··· RAW RECORDS ···

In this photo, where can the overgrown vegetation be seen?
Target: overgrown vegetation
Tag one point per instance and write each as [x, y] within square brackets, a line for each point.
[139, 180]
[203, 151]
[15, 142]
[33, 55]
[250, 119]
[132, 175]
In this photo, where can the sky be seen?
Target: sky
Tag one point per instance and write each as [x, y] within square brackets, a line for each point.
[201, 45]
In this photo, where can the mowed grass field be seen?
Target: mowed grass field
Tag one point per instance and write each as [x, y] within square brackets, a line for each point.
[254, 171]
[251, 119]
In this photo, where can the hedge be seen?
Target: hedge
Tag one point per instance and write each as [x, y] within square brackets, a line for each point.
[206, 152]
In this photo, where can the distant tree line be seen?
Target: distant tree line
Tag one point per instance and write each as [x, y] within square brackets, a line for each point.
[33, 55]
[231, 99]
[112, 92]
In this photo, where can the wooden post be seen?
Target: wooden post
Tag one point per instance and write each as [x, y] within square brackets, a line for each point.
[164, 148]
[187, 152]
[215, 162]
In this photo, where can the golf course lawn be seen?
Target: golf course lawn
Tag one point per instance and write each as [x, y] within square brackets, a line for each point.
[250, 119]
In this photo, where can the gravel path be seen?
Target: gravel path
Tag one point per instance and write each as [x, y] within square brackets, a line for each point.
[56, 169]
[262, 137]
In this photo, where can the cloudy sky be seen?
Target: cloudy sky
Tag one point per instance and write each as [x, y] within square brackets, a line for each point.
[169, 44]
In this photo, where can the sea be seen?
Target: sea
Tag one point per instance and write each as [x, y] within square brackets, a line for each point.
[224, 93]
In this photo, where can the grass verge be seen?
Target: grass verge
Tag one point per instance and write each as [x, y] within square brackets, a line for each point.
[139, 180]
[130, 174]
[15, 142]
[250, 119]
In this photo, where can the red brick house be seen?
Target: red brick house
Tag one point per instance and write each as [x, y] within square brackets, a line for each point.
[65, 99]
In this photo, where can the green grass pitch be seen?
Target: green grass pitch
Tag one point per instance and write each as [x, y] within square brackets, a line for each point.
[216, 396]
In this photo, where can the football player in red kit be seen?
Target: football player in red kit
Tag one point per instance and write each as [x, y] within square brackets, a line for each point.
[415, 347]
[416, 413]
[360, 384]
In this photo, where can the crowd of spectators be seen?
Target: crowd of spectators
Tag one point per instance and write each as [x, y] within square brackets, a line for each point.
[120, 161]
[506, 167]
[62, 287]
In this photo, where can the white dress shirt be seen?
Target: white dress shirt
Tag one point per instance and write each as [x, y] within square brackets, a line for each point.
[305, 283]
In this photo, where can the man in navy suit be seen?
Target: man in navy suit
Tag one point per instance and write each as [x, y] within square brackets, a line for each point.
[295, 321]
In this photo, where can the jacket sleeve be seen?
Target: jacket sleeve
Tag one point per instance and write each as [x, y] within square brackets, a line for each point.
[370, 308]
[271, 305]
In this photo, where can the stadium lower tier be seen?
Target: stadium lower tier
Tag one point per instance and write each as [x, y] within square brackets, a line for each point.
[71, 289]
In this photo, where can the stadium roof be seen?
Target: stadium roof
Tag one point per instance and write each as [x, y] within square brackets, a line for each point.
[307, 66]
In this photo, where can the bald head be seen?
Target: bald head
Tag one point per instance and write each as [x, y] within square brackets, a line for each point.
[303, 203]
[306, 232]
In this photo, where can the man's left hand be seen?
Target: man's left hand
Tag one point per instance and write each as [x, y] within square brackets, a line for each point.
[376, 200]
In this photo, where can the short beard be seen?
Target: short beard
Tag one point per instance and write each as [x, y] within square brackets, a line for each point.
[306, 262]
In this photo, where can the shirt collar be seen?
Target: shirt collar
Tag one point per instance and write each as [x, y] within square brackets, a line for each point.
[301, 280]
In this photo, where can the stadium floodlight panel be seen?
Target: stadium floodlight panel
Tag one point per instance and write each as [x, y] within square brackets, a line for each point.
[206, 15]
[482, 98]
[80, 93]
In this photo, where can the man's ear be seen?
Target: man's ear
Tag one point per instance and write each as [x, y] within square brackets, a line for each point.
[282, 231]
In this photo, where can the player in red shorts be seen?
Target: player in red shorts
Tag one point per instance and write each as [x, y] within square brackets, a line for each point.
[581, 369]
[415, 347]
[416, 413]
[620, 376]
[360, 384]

···

▶ **WRITTEN PROBLEM**
Can you replace "within square brackets" with "inside square brackets" in every one of the rows above and give them all back, otherwise unchanged?

▶ **RESULT FOR THIS TASK**
In this photo, where can the overgrown vegetation be seen?
Target: overgrown vegetation
Tag one point per instance and write each as [x, y] inside square brackets, a line for each point.
[139, 180]
[203, 151]
[15, 142]
[33, 55]
[250, 119]
[132, 175]
In this photo, where can the sky be seen?
Target: sky
Tag one point per instance and write each as [x, y] inside square brackets, a line for each point.
[201, 45]
In this photo, where can the mowed grass field be seen?
Target: mowed grass field
Tag one point per instance and write each as [x, y] inside square brackets, a line for each point.
[254, 171]
[251, 119]
In this photo, where can the hedge be seen?
Target: hedge
Tag one point per instance and write each as [x, y] inside square brackets, a line for each point.
[206, 152]
In this photo, where can the distant tree line be seen?
Target: distant tree line
Tag one point per instance and write each as [x, y] inside square brackets, a line for each point.
[33, 55]
[231, 99]
[112, 92]
In this photo, where can the wooden post be seen?
Target: wooden post
Tag one point per instance and write each as [x, y] inside square brackets, a line for each point.
[164, 148]
[187, 152]
[215, 162]
In this photo, where can the golf course lawn be seen?
Target: golf course lawn
Tag one point per instance and write each as [x, y] inside square brackets, a line for each point.
[250, 119]
In this photo, where can the gravel path be seen?
Target: gravel path
Tag one point per instance and write each as [x, y] inside square brackets, a line for each point.
[56, 169]
[262, 137]
In this photo, where can the cloudy sky be seen?
Target: cloudy sky
Tag one point per instance and write each as [x, y] inside square brackets, a line for each point.
[169, 44]
In this photo, where can the sea be seen?
Target: sea
Tag one point per instance and write each as [x, y] inside square brackets, a line for each point.
[224, 93]
In this photo, where can the grass verge be seen?
Target: grass verge
Tag one point per instance and write each as [x, y] inside square brackets, a line for each point.
[139, 180]
[130, 174]
[15, 142]
[250, 119]
In this photo, where can the red brick house be seen?
Target: red brick house
Tag one point per instance and write each as [x, y] inside square brackets, a line for each point.
[65, 99]
In this photo, where can the green grass pitch be seen?
Target: green grass pitch
Tag one point per instance and write each as [x, y] inside square brackets, a line for each point.
[216, 396]
In this photo, where can the football player in red kit be seen?
Target: football player in red kit
Tag one point per instance and write each as [x, y] inside square brackets, a line for each point.
[415, 347]
[416, 413]
[360, 384]
In this photo, where can the crowd of spectators be seen?
Target: crowd of spectators
Tag one point per instance and write each as [x, y] inside square brackets, a line for each point.
[120, 161]
[506, 167]
[62, 287]
In this photo, where can the white dress shirt be seen?
Target: white dress shirt
Tag one point per instance and write each as [x, y] inside square brackets, a line for each point.
[305, 283]
In this photo, where can the man in navy suit be seen?
Target: man in navy suit
Tag one point per instance and write each as [x, y] inside square brackets, a line for each point.
[295, 321]
In this photo, where can the jacket sleeve be seen?
Target: jacket sleeve
Tag one point per instance and write each as [x, y] inside square brackets, a line for each point.
[370, 308]
[271, 305]
In this photo, where can the stadium lower tier be seen?
Target: stadium lower tier
Tag one point per instance and write each as [x, y] inside square brackets, a line for each point.
[71, 289]
In this photo, where can the stadium roof be seen?
Target: stadium roof
Tag one point per instance and write each as [x, y] inside square brackets, a line for each point.
[307, 66]
In this photo, where can the bald head be seen?
Target: bald head
Tag one point per instance and write each as [x, y] inside square brackets, a line for each point.
[303, 203]
[306, 232]
In this photo, where can the man's left hand be seen?
Target: man's left hand
Tag one point per instance and write each as [x, y] inside square brackets, a line for each point.
[376, 200]
In this photo, where can the short beard be seen?
Target: short beard
Tag one point per instance and write each as [x, y] inside square brackets, a line for each point.
[306, 262]
In this photo, where can the shirt collar be seen?
Target: shirt collar
Tag one point per instance and write each as [x, y] inside square brackets, a line for each point.
[301, 280]
In this photo, where can the stadium floodlight panel be seen?
Target: stadium floodlight panel
Tag one point per instance and write each as [x, y] inside square brackets, a line for each point.
[206, 15]
[482, 98]
[80, 93]
In this photo, where can the man's ear be seen?
Target: man's ear
Tag one point per instance and write each as [x, y] inside square brackets, a line for each point.
[282, 231]
In this photo, where can the player in red shorts be seen?
Target: player in red shorts
Tag one point per instance and write each as [x, y] inside square brackets, a line for each point.
[581, 369]
[415, 347]
[416, 413]
[620, 376]
[360, 384]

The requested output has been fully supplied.